**Erwartete Leistung**
Führen Sie den Text über die Flucht aus der forensischen Psychiatrie in Bad Schussenried im Anschluss an seinen letzten Satz fort.

**Angezeigter Text**
===

Der Rettungshubschrauber, der in der Nähe des Tatorts gelandet war, hat längst wieder abgehoben. Einsatzkräfte des Deutschen Roten
Kreuzes packen zusammen. Auch mehrere Polizeifahrzeuge fahren davon. Was bleibt, sind die Absperrbänder, die schätzungsweise rund 100 Meter rund um den Tatort angebracht worden waren. Was sich innerhalb der Absperrung gegen 9 Uhr an diesem Vormittag abgespielt hat, gaben die Staatsanwaltschaft Ravensburg und das Polizeipräsidium Ravensburg am Abend bekannt.
Die 43-jährige Frau und der 29jährige Mann flohen am Morgen aus dem offenen Maßregelvollzug der Klinik für forensische Psychiatrie in Bad Schussenried, schreiben die Ermittler. Seit mehreren Jahren waren sie dort untergebracht. Die beiden begaben sich in Richtung Innenstadt, woraufhin die Psychiatrie die Polizei alarmierte.

===

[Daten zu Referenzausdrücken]
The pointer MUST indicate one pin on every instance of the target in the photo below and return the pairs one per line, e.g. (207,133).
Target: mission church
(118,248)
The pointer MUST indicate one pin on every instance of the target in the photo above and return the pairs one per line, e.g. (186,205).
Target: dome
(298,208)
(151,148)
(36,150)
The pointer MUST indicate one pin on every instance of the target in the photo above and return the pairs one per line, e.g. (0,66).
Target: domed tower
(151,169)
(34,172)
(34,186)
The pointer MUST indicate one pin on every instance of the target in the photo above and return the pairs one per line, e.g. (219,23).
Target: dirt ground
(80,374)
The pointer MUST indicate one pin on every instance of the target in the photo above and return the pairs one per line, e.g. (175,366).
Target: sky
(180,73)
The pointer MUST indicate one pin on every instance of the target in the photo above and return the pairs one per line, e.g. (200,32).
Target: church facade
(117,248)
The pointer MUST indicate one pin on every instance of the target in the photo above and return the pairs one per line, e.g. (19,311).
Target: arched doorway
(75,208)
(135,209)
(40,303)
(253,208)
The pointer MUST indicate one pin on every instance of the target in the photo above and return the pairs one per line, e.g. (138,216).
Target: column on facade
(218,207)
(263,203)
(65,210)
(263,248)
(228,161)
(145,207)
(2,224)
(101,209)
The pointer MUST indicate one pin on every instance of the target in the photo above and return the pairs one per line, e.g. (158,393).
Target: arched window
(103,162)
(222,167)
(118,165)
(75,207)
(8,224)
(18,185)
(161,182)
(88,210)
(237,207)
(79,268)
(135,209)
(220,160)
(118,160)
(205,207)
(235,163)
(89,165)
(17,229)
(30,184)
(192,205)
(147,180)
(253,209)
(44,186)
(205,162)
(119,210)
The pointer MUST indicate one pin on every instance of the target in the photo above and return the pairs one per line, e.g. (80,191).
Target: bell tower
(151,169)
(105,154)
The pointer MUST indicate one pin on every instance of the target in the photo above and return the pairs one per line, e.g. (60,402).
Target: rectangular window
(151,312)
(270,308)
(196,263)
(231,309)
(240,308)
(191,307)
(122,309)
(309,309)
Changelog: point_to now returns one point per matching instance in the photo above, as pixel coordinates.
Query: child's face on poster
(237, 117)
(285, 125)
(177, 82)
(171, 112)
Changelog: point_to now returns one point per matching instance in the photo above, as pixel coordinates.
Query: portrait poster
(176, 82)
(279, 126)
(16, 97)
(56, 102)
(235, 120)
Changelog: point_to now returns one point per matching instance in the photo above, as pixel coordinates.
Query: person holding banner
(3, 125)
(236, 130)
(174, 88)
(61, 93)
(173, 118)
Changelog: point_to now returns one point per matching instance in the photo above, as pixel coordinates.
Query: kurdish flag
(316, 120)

===

**Endgültige Antwort**
Etwa zeitgleich, kurz vor 9 Uhr, wurde der Polizei gemeldet, eine Geschäftsinhaberin in der Innenstadt werde mit einem Messer bedroht. Vor Ort stellten die Polizisten dann fest, dass sowohl die 43-jährige Frau als auch der 29-jährige Mann ein Messer bei sich hatten.
Im weiteren Verlauf des Geschehens soll der 29-jährige Mann einen der beiden Polizeibeamten mit dem Messer in der Hand verfolgt haben. Trotz Aufforderung habe er dieses nicht abgelegt, woraufhin der Beamte mit seiner Dienstwaffe den 29-Jährigen in die Hüfte schoss. Der Mann starb kurz nach der Einlieferung in einer Klinik.
Die 43-jährige Frau soll sich dem zweiten Polizeibeamten ebenfalls mit einem Messer in der Hand genähert haben. Nach mehrmaliger Aufforderung habe sie dieses ebenfalls nicht abgelegt, woraufhin der zweite Polizist mit seiner Dienstwaffe schoss. Er traf sie am Oberschenkel, so der bisherige Stand der Ermittlungen. Sie kam mit keinen lebensgefährlichen Verletzungen in ein Krankenhaus. „Um jeden Anschein der Befangenheit auszuschließen“, haben die zuständige Staatsanwaltschaft Ravensburg und das Polizeipräsidium Ravensburg nach eigenen Angaben die Ermittlungen übernommen. Eigentlich wäre das Polizeipräsidium Ulm zuständig.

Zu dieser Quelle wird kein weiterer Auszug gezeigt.